• [Exercise prompt]
Transcribe the listing verbatim. Do not carry over any pictures.
---------------
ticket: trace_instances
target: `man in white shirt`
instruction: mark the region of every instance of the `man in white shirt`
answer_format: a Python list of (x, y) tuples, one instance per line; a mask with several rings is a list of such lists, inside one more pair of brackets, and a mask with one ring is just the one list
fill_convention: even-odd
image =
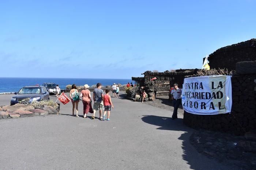
[(174, 88), (171, 91), (172, 99), (173, 100), (173, 113), (172, 116), (172, 119), (174, 120), (178, 118), (178, 108), (181, 103), (181, 92), (182, 89), (178, 87), (178, 84), (175, 83), (173, 84)]
[(112, 86), (112, 90), (113, 92), (113, 97), (115, 97), (116, 96), (116, 83), (114, 83)]

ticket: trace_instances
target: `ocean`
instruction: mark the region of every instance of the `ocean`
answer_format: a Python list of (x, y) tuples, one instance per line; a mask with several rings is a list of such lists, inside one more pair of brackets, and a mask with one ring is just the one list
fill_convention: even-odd
[(59, 84), (61, 90), (64, 90), (67, 85), (73, 84), (75, 84), (77, 86), (86, 84), (91, 86), (100, 83), (102, 86), (105, 86), (112, 85), (114, 83), (126, 84), (128, 82), (134, 84), (131, 79), (0, 78), (0, 94), (18, 92), (23, 86), (41, 85), (44, 83), (54, 83)]

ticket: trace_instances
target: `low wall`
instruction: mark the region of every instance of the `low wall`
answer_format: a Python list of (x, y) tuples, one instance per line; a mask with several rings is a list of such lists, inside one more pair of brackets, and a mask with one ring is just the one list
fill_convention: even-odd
---------------
• [Output for this exercise]
ticket: trace_instances
target: `man in white shirt`
instruction: mark the region of every instance of the `man in white shirt`
answer_format: a Python list of (x, y) tuples, one instance per line; a mask with several rings is a list of such lists, inside one more pair of brackets, and a mask with one ring is just the one list
fill_convention: even-odd
image =
[(174, 88), (171, 91), (172, 99), (173, 100), (173, 113), (172, 116), (172, 119), (174, 120), (178, 118), (178, 108), (181, 103), (181, 92), (182, 89), (178, 87), (178, 84), (175, 83), (173, 84)]
[(112, 86), (112, 90), (113, 92), (113, 97), (115, 97), (116, 96), (116, 83), (114, 83)]

ticket: trace_instances
target: `ocean`
instruction: mark the region of every instance of the `ocean`
answer_format: a Python list of (x, y) tuples, one instance per line; a mask with several rings is a list of such lists, inside one more pair of brackets, and a mask with one ring is just the one list
fill_convention: even-odd
[(59, 84), (61, 90), (64, 90), (67, 85), (73, 84), (75, 84), (77, 86), (86, 84), (91, 86), (100, 83), (102, 86), (105, 86), (112, 85), (114, 83), (126, 84), (128, 82), (134, 84), (131, 79), (0, 78), (0, 94), (18, 92), (23, 86), (41, 85), (44, 83), (54, 83)]

ticket: trace_instances
target: `low wall`
instruction: mark the region of every instance of the `low wall`
answer_format: a Python list of (x, y) tuples, one instance per line; a mask with several rings is a list of such lists, inside one more pair of brackets, and a mask with one ring is just the one list
fill_convention: even-odd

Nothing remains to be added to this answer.